DIRECTIONS FOR THIS TASK: When the line containing "Target: white parking line" appears in the data below, begin copying there and stop only after the line containing "Can you find the green tree".

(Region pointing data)
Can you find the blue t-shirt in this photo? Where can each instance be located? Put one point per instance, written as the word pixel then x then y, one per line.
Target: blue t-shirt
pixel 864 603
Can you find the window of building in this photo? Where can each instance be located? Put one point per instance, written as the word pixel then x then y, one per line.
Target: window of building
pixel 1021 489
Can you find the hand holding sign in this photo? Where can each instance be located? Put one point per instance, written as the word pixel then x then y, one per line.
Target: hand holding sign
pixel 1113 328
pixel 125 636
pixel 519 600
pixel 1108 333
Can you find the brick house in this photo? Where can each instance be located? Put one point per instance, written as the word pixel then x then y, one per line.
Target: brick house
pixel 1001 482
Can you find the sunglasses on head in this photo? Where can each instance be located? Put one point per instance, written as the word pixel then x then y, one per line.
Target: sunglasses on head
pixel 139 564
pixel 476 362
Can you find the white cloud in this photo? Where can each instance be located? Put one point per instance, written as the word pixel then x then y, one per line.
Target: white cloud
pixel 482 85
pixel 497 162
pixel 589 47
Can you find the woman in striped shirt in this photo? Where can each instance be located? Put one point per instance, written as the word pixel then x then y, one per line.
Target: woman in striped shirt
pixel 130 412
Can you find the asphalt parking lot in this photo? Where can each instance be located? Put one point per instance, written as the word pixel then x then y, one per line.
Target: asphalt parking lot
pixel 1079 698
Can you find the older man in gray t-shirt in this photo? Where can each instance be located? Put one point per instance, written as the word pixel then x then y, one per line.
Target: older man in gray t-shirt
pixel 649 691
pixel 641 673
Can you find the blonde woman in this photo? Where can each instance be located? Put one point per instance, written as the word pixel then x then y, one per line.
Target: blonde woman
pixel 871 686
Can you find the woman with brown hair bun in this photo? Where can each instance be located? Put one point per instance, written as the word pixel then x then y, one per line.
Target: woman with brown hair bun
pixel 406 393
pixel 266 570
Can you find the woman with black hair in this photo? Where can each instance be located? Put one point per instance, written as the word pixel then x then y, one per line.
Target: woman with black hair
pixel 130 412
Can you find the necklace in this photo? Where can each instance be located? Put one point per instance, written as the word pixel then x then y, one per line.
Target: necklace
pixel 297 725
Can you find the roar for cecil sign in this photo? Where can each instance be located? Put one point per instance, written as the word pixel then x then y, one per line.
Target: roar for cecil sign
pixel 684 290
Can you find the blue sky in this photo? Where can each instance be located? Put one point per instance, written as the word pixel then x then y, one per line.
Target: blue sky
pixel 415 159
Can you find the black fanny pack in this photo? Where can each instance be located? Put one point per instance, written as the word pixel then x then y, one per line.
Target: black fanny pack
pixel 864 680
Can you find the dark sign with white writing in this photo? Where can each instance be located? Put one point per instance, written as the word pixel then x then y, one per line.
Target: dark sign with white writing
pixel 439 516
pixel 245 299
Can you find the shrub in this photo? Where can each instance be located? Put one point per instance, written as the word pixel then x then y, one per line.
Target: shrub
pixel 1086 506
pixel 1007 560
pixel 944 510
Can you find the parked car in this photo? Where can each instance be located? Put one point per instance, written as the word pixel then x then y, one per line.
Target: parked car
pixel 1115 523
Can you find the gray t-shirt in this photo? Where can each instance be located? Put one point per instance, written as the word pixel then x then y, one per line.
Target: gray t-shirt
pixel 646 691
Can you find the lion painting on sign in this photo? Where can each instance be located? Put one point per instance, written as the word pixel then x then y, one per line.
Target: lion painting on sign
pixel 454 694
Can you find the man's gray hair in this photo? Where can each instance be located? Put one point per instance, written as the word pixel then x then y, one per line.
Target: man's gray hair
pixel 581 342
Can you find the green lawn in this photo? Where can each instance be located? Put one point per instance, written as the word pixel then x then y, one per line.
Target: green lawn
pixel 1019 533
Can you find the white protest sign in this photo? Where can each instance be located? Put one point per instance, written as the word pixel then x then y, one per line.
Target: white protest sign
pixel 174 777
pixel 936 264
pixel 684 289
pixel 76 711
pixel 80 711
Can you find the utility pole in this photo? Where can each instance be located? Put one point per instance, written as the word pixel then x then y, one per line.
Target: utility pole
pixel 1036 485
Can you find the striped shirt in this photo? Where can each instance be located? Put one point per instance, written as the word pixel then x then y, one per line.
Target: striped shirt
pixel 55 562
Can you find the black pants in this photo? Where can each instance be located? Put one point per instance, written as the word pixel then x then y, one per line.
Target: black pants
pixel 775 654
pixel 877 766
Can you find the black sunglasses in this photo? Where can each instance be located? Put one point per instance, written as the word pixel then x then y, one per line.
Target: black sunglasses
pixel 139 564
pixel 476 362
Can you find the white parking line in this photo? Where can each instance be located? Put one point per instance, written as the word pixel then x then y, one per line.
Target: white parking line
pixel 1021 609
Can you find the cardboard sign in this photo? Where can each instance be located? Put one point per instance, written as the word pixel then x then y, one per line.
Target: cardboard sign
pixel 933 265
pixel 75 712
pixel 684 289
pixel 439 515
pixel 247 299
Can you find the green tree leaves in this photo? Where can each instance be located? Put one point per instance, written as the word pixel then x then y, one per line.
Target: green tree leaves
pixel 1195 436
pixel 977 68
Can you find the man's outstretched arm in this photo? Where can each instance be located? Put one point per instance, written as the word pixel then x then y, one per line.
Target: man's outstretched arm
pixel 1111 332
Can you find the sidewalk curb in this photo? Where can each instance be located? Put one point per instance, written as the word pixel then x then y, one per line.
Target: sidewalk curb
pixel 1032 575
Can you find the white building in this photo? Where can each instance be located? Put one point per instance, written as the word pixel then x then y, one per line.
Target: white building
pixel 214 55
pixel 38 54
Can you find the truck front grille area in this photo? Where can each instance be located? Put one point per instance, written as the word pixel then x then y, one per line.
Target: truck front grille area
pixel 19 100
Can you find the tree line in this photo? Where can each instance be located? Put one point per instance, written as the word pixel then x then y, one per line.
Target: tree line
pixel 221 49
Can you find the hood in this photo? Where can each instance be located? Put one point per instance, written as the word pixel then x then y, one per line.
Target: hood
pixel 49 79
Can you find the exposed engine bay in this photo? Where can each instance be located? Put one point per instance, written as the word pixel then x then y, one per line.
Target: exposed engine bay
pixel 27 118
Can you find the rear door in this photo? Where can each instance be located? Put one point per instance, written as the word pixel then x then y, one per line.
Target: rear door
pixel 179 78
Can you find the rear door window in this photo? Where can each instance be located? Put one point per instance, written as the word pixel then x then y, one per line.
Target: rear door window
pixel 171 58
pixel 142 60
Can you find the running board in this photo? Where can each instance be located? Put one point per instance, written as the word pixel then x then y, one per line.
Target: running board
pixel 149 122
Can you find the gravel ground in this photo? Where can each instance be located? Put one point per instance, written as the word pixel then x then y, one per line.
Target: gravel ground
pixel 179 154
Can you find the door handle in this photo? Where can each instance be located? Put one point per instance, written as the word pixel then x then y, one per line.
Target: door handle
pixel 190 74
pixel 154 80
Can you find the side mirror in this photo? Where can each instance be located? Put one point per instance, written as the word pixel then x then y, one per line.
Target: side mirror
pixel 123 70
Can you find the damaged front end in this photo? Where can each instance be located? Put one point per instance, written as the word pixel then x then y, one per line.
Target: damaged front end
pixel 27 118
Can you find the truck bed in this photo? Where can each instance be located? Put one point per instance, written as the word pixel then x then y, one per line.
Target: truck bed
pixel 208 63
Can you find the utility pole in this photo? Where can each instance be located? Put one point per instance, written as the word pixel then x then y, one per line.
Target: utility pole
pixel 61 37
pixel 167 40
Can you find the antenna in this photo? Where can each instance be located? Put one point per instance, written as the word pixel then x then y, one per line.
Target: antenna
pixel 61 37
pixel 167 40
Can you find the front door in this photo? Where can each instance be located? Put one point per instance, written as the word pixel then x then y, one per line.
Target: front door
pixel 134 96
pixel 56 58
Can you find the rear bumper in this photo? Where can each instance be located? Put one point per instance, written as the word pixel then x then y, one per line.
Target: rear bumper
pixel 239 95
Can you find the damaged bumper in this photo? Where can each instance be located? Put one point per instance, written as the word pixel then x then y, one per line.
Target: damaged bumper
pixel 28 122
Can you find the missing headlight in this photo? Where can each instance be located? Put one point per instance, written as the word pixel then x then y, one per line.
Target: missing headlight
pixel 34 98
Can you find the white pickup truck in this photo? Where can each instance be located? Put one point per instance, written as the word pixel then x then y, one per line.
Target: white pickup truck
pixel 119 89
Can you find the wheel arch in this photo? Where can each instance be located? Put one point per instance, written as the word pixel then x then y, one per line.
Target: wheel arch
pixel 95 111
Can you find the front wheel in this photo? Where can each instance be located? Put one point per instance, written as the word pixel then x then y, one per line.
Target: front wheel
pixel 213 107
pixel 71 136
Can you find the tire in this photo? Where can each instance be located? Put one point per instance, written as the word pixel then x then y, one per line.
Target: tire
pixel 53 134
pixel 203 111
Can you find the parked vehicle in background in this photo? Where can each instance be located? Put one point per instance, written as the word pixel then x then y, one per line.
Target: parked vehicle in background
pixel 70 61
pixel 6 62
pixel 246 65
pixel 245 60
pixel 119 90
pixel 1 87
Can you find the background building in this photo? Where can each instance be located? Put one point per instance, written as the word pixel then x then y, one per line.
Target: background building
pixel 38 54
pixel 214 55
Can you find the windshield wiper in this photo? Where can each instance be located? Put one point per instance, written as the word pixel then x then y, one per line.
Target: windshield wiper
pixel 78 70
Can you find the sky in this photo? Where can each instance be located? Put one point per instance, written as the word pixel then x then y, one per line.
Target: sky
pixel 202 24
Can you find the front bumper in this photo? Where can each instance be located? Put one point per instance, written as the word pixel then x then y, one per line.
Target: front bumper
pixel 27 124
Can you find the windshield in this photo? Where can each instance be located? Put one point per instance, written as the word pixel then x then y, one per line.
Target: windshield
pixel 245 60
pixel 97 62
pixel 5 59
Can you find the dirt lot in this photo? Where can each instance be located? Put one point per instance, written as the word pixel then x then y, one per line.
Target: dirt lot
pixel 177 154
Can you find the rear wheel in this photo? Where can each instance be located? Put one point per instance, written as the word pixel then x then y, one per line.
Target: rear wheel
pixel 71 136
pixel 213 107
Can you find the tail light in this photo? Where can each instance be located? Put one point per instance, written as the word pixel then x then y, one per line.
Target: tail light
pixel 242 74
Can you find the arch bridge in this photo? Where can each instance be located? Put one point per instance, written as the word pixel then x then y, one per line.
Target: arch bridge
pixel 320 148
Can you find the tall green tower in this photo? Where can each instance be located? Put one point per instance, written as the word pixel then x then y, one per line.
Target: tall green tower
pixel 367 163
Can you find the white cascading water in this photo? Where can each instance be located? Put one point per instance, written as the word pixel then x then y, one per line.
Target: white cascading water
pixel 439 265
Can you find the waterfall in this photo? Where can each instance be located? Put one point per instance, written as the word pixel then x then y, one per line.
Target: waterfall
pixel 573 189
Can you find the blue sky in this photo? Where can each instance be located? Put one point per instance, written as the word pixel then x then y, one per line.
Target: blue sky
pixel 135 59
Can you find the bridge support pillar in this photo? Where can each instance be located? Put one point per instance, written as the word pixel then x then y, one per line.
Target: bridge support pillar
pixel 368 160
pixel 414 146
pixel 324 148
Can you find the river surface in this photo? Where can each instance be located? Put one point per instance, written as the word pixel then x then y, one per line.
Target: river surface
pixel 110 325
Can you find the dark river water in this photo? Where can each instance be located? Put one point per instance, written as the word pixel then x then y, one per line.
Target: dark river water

RESULT OF THE TASK:
Target: white parking line
pixel 1021 609
Can you find the cardboard sign in this photo? Where can each instance be located? Put one point per instance, written as the word pixel then x then y, one per line.
Target: cardboard sign
pixel 933 265
pixel 75 712
pixel 684 289
pixel 439 515
pixel 247 299
Can you find the green tree leaves in this photo? Where can each instance be located? Put one point per instance, written as the word pixel then x then y, one per line.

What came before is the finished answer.